TASKS TO PERFORM:
1 – In the Polystigma rubrum description, what color are the conidial stromata in very young lesions?
2 – Reproduce the Polystigma rubrum description between "Polystigma rubrum" and "ascomata are mature.", inclusive.

PAGE TEXT:
○ ○ ○ ○ ○ ○ ○

Polystigma rubrum
Stromata: developing throughout late spring and summer on living leaves, producing conidia in summer and autumn, and ascospores from fallen overwintered leaves the following spring. The conidiomata sometimes persist in apparently viable condition until the ascomata are mature.
Anamorph: conidial stromata to 10(-35) mm diam., irregularly shaped but usually roughly circular, yellowish-brown in very young lesions but quickly becoming orange to reddish brown, becoming darker in the central region, locally hologenous (developing within and throughout the leaf tissue) but with the surrounding leaf hardly affected, containing a large number of conidiomata; composed of upper and lower layers of plant tissue 40-50 µm thick whose cells are filled with bright orange-brown material, an intermediate layer 300-500 µm thick of almost completely occluded angular to vertically elongated fungal cells. Conidiomata 150-250 µm diam., roughly spherical, the ostiole showing on upper surface of stromata, very inconspicuous. Conidiomatal wall very poorly developed, not clearly distinguishable from the stromatal tissue. Conidiogenous cells developing over the entire inner surface of the wall, often laterally from sequential cells of short conidiophores to 10 µm long and ~2 µm wide; derived from a thin layer of textura angularis with hyaline thin-walled cells 3-5 µm diam. Conidiogenous cells 13-24 x 2-3 µm, at first usually cylindrical but gradually tapering towards the upper region, which is slightly irregular in appearance due to successive conidial scars; usually proliferating sympodially. Conidia (22-)28-42 x 0.5-0.75 µm, the lower part (to approximately the mid point) very narrowly lanceolate to fusiform, the upper part filiform (~0.25 µm wide), sigmoidally curved to hooked, the base ± truncate, hyaline, aseptate, apparently smooth-walled.

○ ○ ○ ○ ○ ○ ○

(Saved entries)
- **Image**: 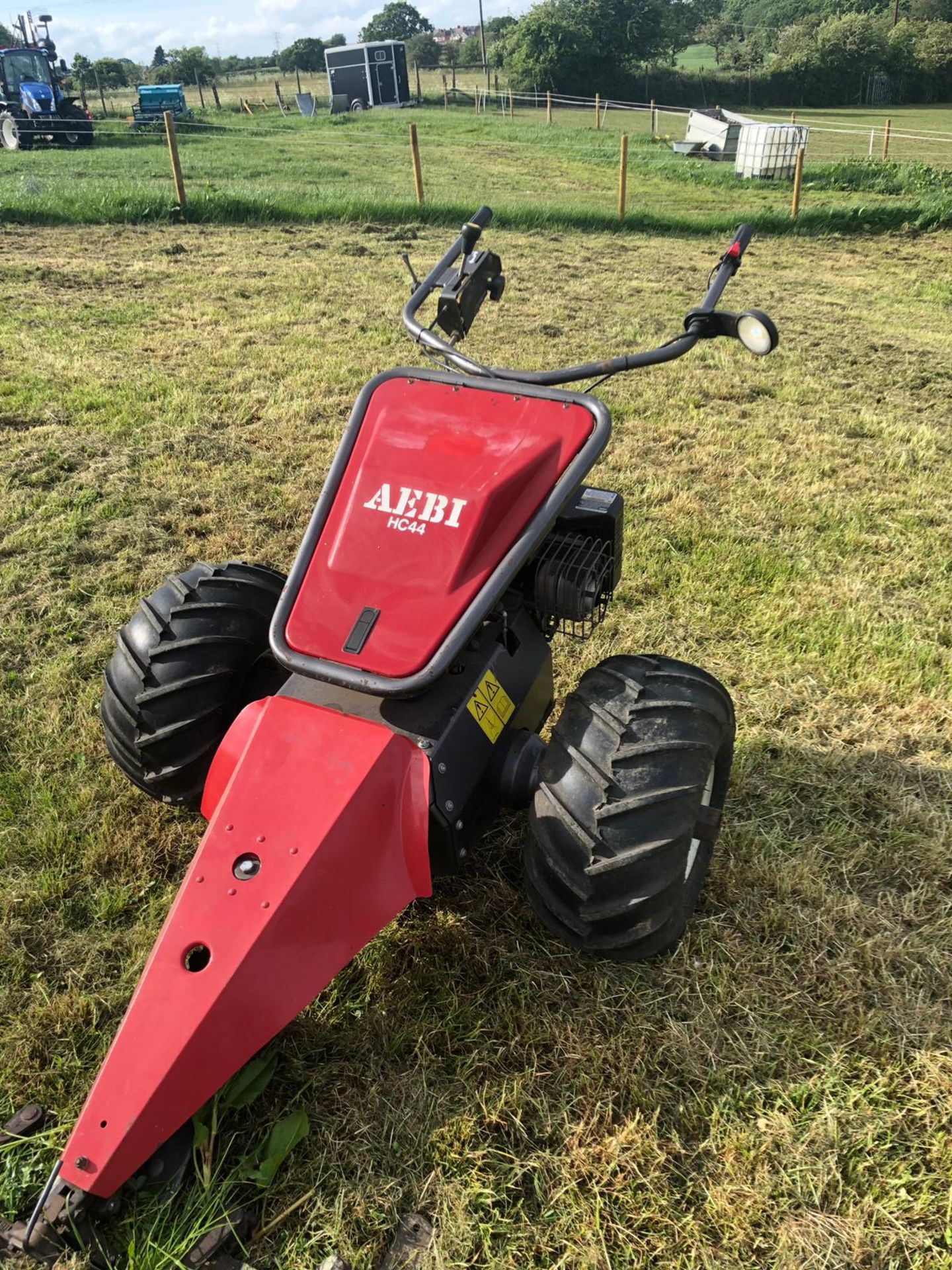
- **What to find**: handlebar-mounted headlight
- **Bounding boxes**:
[436,251,505,343]
[684,309,781,357]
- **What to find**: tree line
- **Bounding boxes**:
[63,0,952,105]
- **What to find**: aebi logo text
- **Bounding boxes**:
[363,485,467,533]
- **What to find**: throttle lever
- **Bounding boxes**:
[400,251,420,296]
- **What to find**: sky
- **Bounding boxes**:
[22,0,528,62]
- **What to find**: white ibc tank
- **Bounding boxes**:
[734,123,810,179]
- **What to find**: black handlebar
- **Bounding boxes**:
[404,207,753,386]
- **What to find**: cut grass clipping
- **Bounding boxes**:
[0,223,952,1270]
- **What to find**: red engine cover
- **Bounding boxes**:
[284,377,594,678]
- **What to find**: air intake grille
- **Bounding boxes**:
[528,533,614,639]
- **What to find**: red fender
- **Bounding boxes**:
[61,697,430,1197]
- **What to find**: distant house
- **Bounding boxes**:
[433,26,480,44]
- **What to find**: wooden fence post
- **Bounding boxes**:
[789,146,806,221]
[93,70,105,118]
[410,123,422,203]
[163,110,185,214]
[618,132,628,221]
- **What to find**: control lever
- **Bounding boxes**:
[400,251,420,294]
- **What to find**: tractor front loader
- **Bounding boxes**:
[0,208,777,1257]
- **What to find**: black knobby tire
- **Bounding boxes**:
[56,105,93,149]
[524,657,734,961]
[0,110,33,150]
[100,560,284,808]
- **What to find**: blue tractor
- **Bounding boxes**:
[0,13,93,150]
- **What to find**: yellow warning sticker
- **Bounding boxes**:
[466,671,516,745]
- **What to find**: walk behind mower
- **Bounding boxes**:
[1,207,777,1266]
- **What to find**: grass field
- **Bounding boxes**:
[0,221,952,1270]
[678,44,717,71]
[0,106,952,232]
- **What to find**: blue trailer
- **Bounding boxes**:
[132,84,192,130]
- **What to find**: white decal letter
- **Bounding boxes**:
[363,485,393,512]
[446,498,467,530]
[393,485,422,519]
[419,494,450,525]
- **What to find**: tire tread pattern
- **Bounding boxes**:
[100,560,284,806]
[524,656,734,961]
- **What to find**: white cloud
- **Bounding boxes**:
[51,0,530,62]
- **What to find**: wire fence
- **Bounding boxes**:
[7,85,952,229]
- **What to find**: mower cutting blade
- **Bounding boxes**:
[61,697,430,1197]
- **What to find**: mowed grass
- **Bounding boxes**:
[0,223,952,1270]
[0,106,952,233]
[678,44,717,71]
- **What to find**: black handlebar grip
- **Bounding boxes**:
[469,207,493,230]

○ ○ ○ ○ ○ ○ ○

TASK SOLUTIONS:
1 – Yellowish-brown.

2 –
Polystigma rubrum
Stromata: developing throughout late spring and summer on living leaves, producing conidia in summer and autumn, and ascospores from fallen overwintered leaves the following spring. The conidiomata sometimes persist in apparently viable condition until the ascomata are mature.